## WHAT YOU WILL DO
List every date or year mentioned in the Kharkiv text below.

## READING PASSAGE
Bank of Portraits / Kuzmenko Lidiia, Krutohorova Hanna

Kuzmenko Lidiia, Krutohorova Hanna

Lidiia Kuzmenko and her son Volodymyr lived in Kharkiv. Her husband, journalist Oleksandr Kaptelynin, was shot in 1938 during Stalinist repressions. Volodymyr's school friend Albert Kudenko often visited the Kuzmenko family house. Lidiia knew his parents Ivan Kudenko and Klara Bloshtein well.

In October 1941, when Hitler's troops were advancing on the town of Kharkiv, the Kudenkos' family house in the center of the city was destroyed, and Ivan was seriously wounded. The Jewish family found housing on the outskirts, and her communication with Lidiia and Volodymyr was interrupted for a certain time.

On December 14, 1941, an order of the local commandant appeared that by December 16, the Jews should move to the 10th district of the city, where there were 26 barracks of the factory village. Jews from the suburbs were also sent there, in addition to those from Kharkiv ones.

## DATASET ENTRIES
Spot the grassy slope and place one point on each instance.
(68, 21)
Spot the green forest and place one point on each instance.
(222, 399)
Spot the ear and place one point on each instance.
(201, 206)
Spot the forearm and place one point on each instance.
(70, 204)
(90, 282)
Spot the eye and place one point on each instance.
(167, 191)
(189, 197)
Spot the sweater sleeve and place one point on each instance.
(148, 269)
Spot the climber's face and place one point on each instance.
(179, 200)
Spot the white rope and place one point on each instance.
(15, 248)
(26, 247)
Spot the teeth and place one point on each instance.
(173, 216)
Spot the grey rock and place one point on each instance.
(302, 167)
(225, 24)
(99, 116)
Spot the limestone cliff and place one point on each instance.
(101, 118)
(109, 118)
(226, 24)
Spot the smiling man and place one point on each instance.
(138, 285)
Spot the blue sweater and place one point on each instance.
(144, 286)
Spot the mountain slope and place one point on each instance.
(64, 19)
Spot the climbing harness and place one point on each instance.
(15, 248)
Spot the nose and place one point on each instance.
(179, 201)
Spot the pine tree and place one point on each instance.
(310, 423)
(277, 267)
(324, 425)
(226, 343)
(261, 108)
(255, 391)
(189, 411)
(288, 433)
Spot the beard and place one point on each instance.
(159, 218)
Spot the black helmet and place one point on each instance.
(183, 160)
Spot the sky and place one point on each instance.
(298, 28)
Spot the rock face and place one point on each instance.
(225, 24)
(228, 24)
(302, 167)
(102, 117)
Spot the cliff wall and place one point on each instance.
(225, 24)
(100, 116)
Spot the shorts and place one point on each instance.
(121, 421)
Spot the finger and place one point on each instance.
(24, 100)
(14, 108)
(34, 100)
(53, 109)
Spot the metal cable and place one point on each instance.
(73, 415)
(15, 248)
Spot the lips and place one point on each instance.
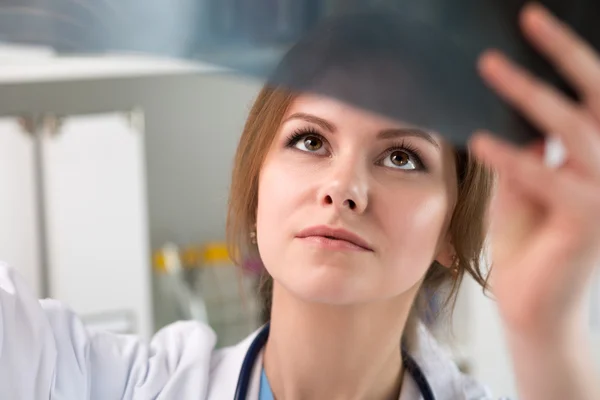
(338, 234)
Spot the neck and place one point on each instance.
(318, 351)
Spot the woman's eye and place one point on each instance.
(401, 159)
(310, 143)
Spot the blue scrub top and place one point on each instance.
(265, 392)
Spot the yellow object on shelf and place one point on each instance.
(207, 255)
(215, 253)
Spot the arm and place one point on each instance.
(45, 351)
(545, 234)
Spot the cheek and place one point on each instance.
(281, 193)
(413, 224)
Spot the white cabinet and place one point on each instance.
(19, 216)
(92, 231)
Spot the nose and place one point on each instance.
(346, 189)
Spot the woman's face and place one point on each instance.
(353, 207)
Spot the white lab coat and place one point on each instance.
(46, 353)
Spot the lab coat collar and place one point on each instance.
(225, 370)
(444, 377)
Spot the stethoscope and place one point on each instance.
(241, 390)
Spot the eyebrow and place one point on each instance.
(384, 134)
(315, 120)
(403, 132)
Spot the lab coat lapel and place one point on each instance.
(226, 367)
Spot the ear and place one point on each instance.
(446, 253)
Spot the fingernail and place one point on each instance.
(540, 19)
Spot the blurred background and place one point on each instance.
(114, 175)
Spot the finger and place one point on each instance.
(575, 58)
(526, 171)
(546, 108)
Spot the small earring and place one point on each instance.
(455, 266)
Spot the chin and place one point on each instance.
(329, 283)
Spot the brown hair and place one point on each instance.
(467, 227)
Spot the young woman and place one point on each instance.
(354, 217)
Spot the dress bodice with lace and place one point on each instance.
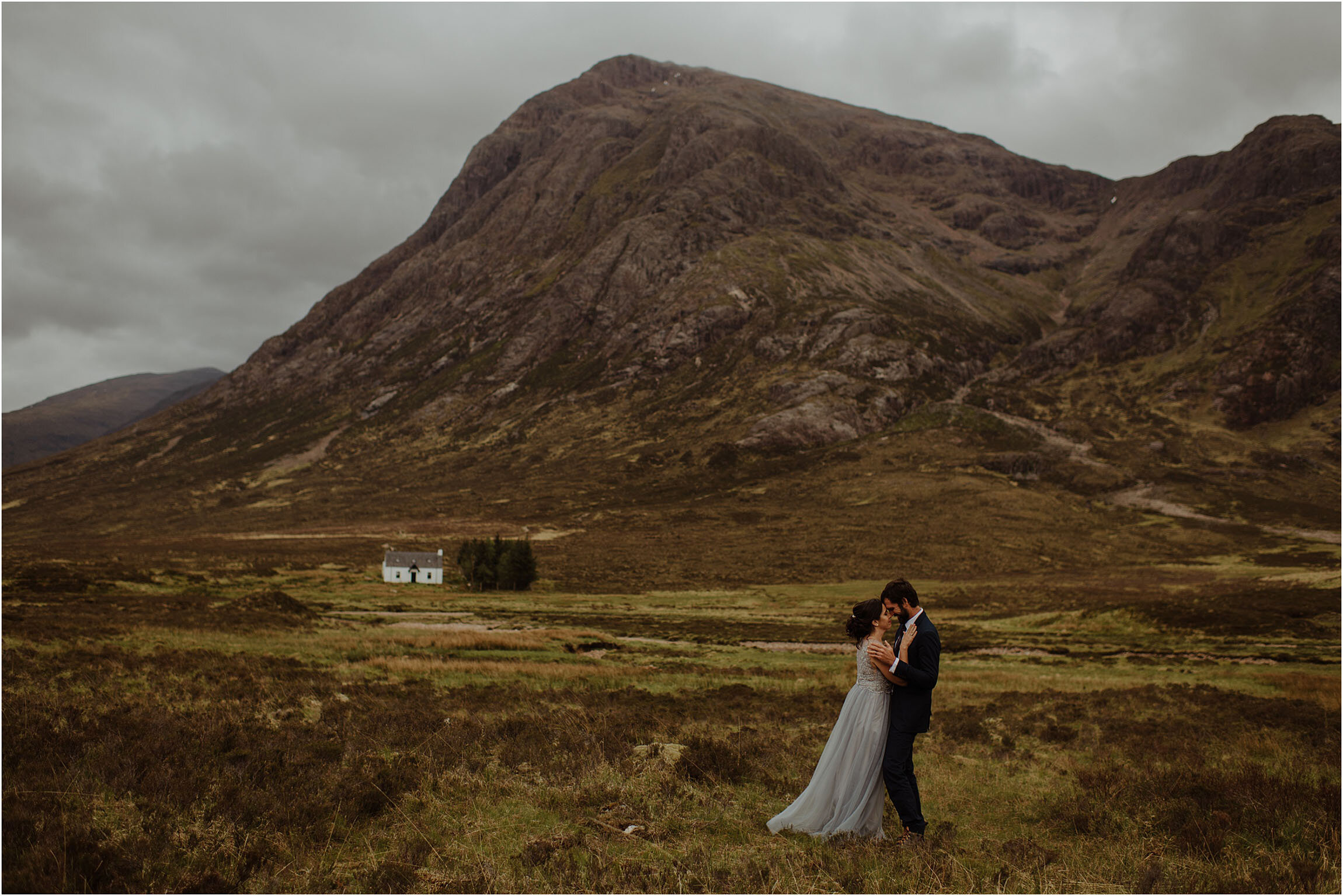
(869, 676)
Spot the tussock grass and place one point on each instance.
(158, 745)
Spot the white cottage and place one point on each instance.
(413, 567)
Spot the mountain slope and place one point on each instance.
(656, 287)
(73, 418)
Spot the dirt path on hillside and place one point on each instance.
(1144, 496)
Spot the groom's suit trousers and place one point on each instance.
(897, 769)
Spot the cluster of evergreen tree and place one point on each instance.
(505, 564)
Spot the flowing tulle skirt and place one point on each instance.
(847, 794)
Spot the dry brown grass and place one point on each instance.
(1300, 685)
(496, 670)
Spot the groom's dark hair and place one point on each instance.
(900, 591)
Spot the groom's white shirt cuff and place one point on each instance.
(893, 665)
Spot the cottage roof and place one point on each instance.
(422, 559)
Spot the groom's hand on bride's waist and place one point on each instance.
(881, 652)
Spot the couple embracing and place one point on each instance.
(874, 739)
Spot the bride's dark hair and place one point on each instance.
(864, 614)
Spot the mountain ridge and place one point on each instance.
(703, 278)
(74, 417)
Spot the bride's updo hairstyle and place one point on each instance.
(864, 614)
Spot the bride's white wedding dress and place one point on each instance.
(847, 794)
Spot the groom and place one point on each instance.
(911, 707)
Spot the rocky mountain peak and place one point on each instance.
(673, 257)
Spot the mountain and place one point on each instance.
(681, 315)
(73, 418)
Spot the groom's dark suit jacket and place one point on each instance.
(911, 707)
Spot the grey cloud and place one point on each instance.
(185, 180)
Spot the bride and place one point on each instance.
(847, 794)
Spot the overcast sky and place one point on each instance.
(183, 182)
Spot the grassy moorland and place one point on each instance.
(1161, 728)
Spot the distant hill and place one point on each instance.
(716, 331)
(75, 417)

## OUTPUT BELOW
1938; October 1941; December 14, 1941; December 16